Your goal
Retype exactly the lines that run from the line with "the ceiling fan" to the final line of the entries, keeping both ends and nothing else.

— BEGIN Information given —

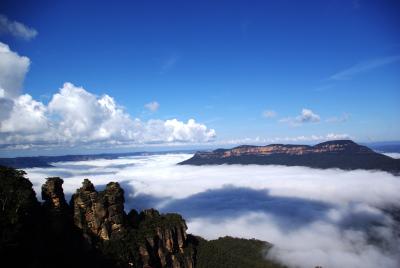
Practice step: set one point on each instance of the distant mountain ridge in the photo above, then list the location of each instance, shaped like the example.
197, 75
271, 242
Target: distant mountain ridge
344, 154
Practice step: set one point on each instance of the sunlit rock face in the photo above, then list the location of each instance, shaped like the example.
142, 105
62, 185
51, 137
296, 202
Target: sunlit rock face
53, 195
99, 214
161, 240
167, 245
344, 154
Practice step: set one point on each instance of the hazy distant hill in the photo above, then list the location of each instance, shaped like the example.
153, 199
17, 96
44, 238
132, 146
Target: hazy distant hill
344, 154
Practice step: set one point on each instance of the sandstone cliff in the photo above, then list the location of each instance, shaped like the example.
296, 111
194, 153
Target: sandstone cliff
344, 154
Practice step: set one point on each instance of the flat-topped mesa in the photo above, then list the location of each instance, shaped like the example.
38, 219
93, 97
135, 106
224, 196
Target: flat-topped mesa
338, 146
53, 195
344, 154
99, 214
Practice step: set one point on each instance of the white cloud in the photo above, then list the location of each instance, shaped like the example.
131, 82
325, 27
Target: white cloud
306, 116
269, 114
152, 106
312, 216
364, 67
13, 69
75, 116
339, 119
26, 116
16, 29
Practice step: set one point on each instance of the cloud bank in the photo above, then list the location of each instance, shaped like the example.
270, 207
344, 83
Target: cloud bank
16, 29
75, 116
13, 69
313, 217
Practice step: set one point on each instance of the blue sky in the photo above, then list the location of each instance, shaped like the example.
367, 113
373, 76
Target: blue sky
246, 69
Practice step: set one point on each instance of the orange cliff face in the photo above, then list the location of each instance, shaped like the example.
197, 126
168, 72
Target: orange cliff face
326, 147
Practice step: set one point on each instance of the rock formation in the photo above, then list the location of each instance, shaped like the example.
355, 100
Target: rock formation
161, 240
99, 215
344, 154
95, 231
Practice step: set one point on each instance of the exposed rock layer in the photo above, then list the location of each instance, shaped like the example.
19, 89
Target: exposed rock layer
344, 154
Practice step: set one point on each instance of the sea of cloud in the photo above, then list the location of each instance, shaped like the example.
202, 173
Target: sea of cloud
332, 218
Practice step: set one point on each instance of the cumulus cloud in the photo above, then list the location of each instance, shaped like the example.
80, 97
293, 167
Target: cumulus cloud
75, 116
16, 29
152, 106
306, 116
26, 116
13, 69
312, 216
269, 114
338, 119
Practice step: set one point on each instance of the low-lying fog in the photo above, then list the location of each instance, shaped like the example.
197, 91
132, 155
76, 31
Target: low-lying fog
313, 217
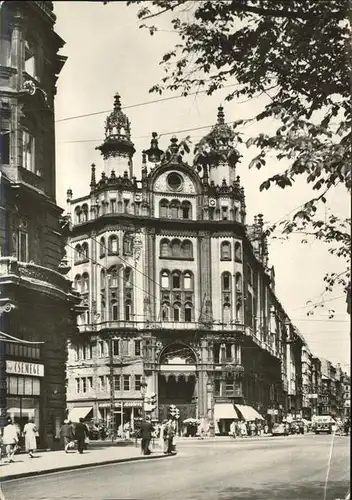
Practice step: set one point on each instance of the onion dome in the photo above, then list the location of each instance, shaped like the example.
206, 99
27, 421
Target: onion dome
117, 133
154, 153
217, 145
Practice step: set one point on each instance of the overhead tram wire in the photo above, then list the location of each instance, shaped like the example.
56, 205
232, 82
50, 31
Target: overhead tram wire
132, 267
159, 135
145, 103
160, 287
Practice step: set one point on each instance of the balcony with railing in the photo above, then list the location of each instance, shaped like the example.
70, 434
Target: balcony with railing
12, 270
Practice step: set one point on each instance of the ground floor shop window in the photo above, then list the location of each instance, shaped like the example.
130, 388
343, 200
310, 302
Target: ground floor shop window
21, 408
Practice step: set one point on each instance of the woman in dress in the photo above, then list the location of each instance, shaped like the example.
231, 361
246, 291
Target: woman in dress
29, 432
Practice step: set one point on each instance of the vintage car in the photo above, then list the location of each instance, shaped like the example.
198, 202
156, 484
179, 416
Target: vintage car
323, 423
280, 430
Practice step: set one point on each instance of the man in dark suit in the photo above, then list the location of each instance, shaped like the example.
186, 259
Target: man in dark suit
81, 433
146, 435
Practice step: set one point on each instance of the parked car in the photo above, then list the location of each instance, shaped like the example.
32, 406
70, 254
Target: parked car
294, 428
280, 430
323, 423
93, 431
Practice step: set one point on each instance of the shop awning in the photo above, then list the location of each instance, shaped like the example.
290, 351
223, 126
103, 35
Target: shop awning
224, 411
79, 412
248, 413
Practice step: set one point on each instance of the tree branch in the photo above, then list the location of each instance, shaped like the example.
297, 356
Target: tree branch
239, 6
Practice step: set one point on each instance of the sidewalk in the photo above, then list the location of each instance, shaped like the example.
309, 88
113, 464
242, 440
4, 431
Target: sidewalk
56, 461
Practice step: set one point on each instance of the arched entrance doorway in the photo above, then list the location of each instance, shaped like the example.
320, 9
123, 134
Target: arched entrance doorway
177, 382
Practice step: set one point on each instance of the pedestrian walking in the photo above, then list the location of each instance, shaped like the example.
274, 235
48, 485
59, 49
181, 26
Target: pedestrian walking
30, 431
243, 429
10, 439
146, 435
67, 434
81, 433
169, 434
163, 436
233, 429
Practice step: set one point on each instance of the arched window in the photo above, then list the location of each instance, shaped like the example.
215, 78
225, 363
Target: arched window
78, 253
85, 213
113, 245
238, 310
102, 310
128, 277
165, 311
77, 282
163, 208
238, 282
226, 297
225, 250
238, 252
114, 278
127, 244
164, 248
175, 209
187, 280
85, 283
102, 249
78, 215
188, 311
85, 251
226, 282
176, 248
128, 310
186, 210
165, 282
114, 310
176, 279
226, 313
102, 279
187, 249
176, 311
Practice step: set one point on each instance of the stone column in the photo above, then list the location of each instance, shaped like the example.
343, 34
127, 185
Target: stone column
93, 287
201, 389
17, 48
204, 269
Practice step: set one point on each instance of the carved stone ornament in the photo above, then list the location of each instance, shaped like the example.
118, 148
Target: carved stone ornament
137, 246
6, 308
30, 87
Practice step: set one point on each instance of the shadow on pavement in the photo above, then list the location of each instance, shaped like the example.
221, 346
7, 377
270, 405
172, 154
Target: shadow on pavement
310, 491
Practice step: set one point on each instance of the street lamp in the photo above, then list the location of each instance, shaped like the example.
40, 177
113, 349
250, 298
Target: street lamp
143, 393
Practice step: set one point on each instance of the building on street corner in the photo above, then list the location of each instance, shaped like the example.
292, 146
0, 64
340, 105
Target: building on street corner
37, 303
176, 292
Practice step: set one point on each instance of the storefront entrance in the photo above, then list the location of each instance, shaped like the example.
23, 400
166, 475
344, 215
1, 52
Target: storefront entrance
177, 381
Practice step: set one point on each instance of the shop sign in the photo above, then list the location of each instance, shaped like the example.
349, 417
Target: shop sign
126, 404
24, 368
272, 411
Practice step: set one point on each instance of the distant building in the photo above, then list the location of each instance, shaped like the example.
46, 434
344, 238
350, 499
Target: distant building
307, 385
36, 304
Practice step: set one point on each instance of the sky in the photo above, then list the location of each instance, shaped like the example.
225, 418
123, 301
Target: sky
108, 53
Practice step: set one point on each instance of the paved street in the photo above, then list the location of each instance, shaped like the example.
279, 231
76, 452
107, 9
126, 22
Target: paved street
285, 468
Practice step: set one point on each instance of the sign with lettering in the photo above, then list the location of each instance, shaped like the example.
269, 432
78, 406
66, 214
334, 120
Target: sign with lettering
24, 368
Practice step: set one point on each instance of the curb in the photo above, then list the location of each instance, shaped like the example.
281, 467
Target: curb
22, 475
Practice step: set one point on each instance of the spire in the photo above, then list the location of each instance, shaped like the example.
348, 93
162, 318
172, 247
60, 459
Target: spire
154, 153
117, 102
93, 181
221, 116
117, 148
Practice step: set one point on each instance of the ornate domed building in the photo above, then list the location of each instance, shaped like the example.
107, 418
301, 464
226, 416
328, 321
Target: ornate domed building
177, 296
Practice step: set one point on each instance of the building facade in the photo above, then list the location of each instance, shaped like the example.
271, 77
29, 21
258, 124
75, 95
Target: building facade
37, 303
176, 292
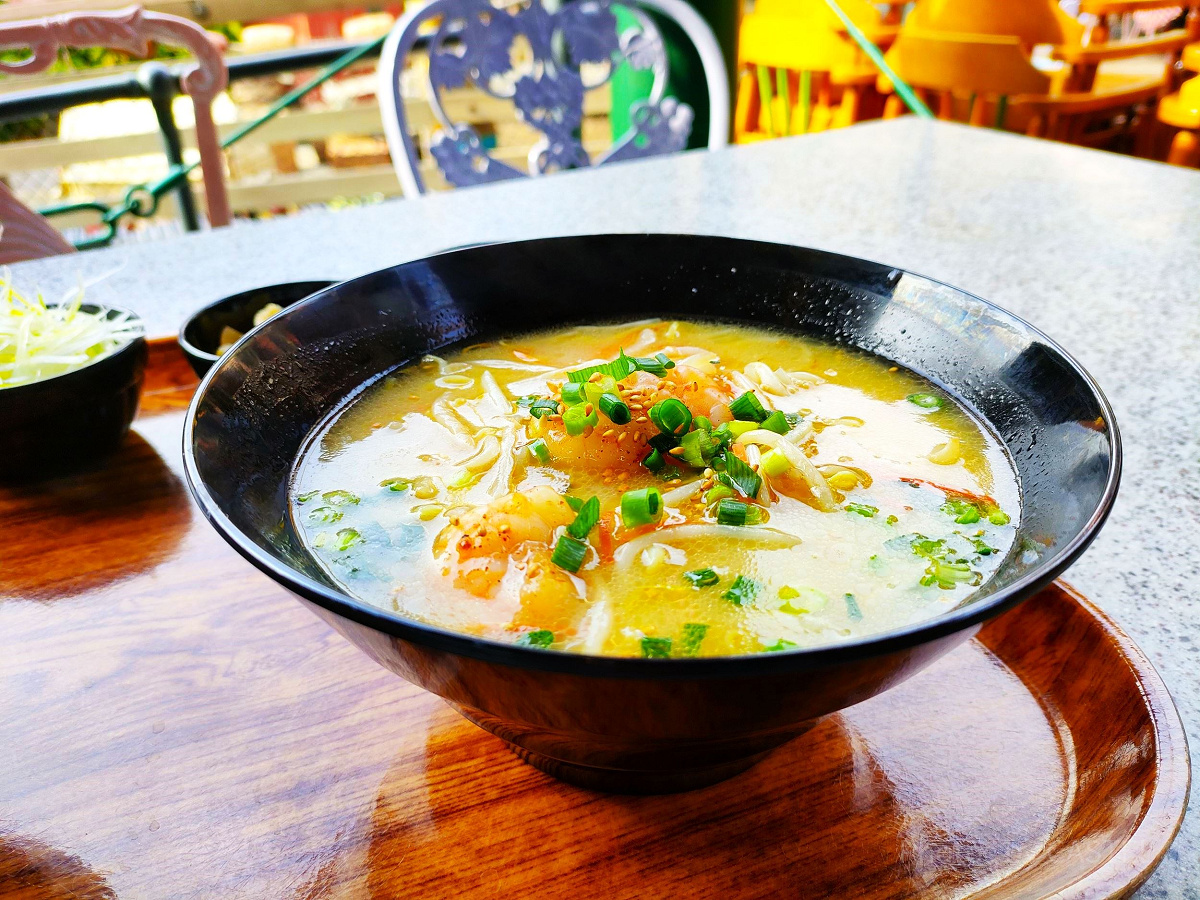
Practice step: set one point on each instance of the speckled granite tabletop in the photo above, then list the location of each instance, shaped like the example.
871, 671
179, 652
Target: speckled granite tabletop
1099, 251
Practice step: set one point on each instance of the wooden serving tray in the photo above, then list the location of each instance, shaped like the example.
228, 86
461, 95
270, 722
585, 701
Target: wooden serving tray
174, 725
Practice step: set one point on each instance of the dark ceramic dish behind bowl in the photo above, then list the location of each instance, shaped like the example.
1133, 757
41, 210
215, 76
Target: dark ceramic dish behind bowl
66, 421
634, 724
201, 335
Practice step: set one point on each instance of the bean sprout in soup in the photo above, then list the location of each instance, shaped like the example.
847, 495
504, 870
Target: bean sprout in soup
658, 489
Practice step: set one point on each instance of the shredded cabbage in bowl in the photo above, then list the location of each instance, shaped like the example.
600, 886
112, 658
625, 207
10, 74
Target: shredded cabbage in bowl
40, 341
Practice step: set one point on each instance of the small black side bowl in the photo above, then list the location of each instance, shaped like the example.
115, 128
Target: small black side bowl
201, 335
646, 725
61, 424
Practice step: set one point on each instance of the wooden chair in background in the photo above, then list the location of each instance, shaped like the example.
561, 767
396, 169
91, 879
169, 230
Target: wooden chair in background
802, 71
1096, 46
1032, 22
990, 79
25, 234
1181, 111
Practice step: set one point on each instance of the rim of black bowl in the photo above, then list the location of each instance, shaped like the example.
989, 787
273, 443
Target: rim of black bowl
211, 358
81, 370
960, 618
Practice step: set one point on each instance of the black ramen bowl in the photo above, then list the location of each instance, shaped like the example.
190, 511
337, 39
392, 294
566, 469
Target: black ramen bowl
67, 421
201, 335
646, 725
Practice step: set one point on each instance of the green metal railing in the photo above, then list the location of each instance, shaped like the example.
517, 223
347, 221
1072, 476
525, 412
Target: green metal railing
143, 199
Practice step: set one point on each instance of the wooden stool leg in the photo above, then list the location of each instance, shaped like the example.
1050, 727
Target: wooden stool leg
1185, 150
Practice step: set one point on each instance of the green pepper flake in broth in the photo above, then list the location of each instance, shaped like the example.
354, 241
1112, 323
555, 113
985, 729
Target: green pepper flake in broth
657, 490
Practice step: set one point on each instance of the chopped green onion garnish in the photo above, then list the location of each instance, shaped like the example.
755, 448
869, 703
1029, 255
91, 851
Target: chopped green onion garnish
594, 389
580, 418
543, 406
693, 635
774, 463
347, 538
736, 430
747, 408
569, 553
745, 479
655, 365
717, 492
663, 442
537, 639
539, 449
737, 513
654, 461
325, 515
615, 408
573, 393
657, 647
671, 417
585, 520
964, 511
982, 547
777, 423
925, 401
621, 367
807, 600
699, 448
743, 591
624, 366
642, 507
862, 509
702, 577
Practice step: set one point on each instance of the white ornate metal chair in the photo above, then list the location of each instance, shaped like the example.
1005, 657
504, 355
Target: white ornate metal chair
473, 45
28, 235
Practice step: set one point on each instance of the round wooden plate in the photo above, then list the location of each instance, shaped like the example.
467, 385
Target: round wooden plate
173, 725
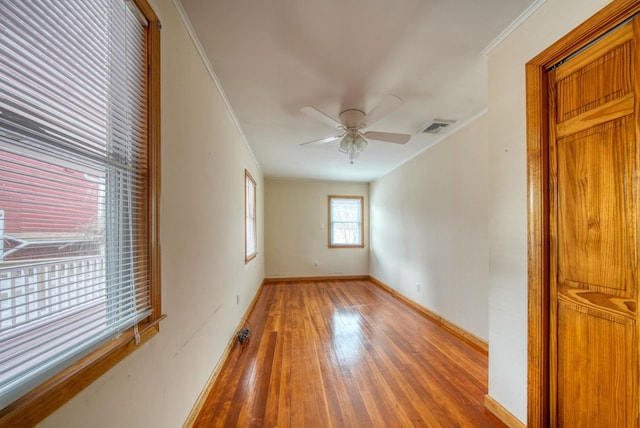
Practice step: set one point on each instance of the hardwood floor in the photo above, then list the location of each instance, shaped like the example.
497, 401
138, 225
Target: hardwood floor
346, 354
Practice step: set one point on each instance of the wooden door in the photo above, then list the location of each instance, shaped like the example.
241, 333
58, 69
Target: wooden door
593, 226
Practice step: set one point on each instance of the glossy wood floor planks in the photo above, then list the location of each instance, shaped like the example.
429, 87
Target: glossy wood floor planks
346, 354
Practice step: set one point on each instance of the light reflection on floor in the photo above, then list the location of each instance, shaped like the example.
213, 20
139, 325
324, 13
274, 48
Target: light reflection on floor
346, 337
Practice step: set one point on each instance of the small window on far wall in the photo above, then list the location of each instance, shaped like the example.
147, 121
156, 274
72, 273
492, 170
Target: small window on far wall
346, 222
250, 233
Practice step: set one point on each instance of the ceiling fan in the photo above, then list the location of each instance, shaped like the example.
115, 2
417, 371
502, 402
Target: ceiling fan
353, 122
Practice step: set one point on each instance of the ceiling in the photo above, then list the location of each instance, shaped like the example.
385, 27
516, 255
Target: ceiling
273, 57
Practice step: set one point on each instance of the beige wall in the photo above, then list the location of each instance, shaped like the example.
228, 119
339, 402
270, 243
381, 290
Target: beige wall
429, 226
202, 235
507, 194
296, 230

— END Information given —

The output
Practice step: set one point on each instance of the ceiling fan in the photo above, then list the location of each instance, shaped like the example.
115, 2
417, 371
502, 402
Target: ceiling fan
353, 122
Practice step: set one point on each instance of the ceiling in the photo above, then list the location of each instance, shaped like the example.
385, 27
516, 255
Target: ceiling
273, 57
Practice step: set one point on each instance of the beige wall in the photo above, then list the location of each instance, shaped like the example.
228, 119
339, 402
270, 243
381, 290
Target: beige wall
429, 226
202, 235
507, 194
296, 230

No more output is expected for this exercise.